+++ THE RECORDS +++

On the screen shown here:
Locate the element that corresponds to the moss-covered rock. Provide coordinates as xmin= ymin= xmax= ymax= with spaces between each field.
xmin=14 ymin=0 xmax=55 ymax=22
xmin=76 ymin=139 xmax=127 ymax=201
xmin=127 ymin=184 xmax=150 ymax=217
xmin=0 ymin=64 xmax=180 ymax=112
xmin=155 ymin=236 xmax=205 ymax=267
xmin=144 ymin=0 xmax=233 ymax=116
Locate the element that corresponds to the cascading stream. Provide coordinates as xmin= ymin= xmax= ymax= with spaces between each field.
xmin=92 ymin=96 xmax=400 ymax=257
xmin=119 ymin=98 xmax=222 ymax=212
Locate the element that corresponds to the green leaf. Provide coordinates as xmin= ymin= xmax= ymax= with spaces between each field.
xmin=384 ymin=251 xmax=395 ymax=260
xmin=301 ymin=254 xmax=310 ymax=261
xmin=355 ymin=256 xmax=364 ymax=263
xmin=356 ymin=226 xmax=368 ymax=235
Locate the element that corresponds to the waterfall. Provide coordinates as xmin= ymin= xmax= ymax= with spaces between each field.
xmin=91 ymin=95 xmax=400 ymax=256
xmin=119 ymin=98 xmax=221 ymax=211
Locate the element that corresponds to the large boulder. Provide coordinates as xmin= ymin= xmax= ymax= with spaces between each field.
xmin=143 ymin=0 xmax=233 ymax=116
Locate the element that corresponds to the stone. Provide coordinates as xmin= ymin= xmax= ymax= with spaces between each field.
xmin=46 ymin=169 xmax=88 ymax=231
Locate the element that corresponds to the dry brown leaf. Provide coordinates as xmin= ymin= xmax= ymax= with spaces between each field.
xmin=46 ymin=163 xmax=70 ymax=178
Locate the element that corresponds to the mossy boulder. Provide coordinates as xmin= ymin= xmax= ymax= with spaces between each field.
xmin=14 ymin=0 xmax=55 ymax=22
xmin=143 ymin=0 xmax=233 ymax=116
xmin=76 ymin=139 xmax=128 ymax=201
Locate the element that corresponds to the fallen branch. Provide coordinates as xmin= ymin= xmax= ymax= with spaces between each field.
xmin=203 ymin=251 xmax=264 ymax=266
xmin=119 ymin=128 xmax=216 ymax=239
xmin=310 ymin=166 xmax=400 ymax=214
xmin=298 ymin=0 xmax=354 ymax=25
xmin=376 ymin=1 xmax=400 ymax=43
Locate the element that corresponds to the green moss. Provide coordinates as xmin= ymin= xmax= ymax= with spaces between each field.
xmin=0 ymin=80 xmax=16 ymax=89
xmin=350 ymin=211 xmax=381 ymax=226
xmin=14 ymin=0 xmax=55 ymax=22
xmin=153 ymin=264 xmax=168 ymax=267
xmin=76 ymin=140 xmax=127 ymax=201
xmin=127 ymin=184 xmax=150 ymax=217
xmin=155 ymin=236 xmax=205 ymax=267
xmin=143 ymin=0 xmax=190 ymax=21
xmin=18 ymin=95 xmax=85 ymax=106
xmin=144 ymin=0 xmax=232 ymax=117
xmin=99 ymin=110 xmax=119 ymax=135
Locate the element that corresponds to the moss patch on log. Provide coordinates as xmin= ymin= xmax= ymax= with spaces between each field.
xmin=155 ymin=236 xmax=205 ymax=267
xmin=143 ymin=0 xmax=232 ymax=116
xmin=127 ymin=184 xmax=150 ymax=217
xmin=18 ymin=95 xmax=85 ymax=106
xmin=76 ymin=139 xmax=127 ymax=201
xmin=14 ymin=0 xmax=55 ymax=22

+++

- **EXERCISE GOAL**
The data above must be restated word for word.

- **COMPLETED TASK**
On the screen shown here:
Locate the element that corresponds to the moss-covered rock. Provide coordinates as xmin= ymin= xmax= ymax= with spaces between each field.
xmin=14 ymin=0 xmax=55 ymax=22
xmin=76 ymin=139 xmax=127 ymax=201
xmin=127 ymin=184 xmax=150 ymax=217
xmin=0 ymin=64 xmax=180 ymax=112
xmin=155 ymin=236 xmax=205 ymax=267
xmin=144 ymin=0 xmax=233 ymax=116
Locate the element that corresponds to the cascading stream. Provide coordinates as xmin= ymin= xmax= ymax= with spaces between each field.
xmin=92 ymin=96 xmax=400 ymax=257
xmin=119 ymin=98 xmax=222 ymax=212
Locate the element that corresponds to the green leaf. Provide coordinates as xmin= ymin= xmax= ymax= with spaces between each field.
xmin=384 ymin=251 xmax=395 ymax=260
xmin=301 ymin=254 xmax=310 ymax=261
xmin=355 ymin=256 xmax=364 ymax=263
xmin=356 ymin=226 xmax=368 ymax=235
Locate the element that corresponds to the waterfall. Provide coordinates as xmin= ymin= xmax= ymax= with spaces between each field.
xmin=91 ymin=95 xmax=400 ymax=256
xmin=119 ymin=98 xmax=221 ymax=211
Locate the element that corresponds to the large boulder. Provide coordinates as xmin= ymin= xmax= ymax= with spaces between each field.
xmin=143 ymin=0 xmax=233 ymax=116
Locate the element that corresponds to the stone. Provide coordinates as xmin= ymin= xmax= ymax= with spaces between each field.
xmin=46 ymin=169 xmax=88 ymax=231
Locate the element that corresponds to the dry brown leaf. Provide coordinates as xmin= ymin= xmax= ymax= with spaces between each field.
xmin=46 ymin=163 xmax=70 ymax=178
Locate the element that corresponds to the mossy boulder. Provide coordinates as xmin= ymin= xmax= ymax= with spaces between each field.
xmin=14 ymin=0 xmax=55 ymax=22
xmin=143 ymin=0 xmax=233 ymax=116
xmin=76 ymin=139 xmax=128 ymax=201
Locate the element that corresponds to the fallen branch. Provide coordinates as xmin= ymin= xmax= ymax= with spaces between each field.
xmin=203 ymin=251 xmax=264 ymax=266
xmin=119 ymin=128 xmax=216 ymax=239
xmin=310 ymin=166 xmax=400 ymax=214
xmin=298 ymin=0 xmax=354 ymax=25
xmin=376 ymin=1 xmax=400 ymax=43
Locate the element that corresponds to the green moss. Provide coordinates as xmin= ymin= xmax= ymax= with spaces between each field.
xmin=0 ymin=80 xmax=16 ymax=89
xmin=350 ymin=211 xmax=381 ymax=226
xmin=14 ymin=0 xmax=55 ymax=22
xmin=153 ymin=264 xmax=168 ymax=267
xmin=76 ymin=140 xmax=127 ymax=201
xmin=127 ymin=184 xmax=150 ymax=217
xmin=155 ymin=236 xmax=205 ymax=267
xmin=143 ymin=0 xmax=190 ymax=21
xmin=18 ymin=95 xmax=85 ymax=106
xmin=144 ymin=0 xmax=232 ymax=117
xmin=99 ymin=110 xmax=119 ymax=135
Locate the element that corresponds to the moss patch on log. Provide coordinates as xmin= ymin= xmax= ymax= with spaces between each field.
xmin=155 ymin=236 xmax=205 ymax=267
xmin=143 ymin=0 xmax=232 ymax=116
xmin=127 ymin=184 xmax=150 ymax=217
xmin=18 ymin=95 xmax=85 ymax=106
xmin=76 ymin=139 xmax=127 ymax=201
xmin=14 ymin=0 xmax=55 ymax=22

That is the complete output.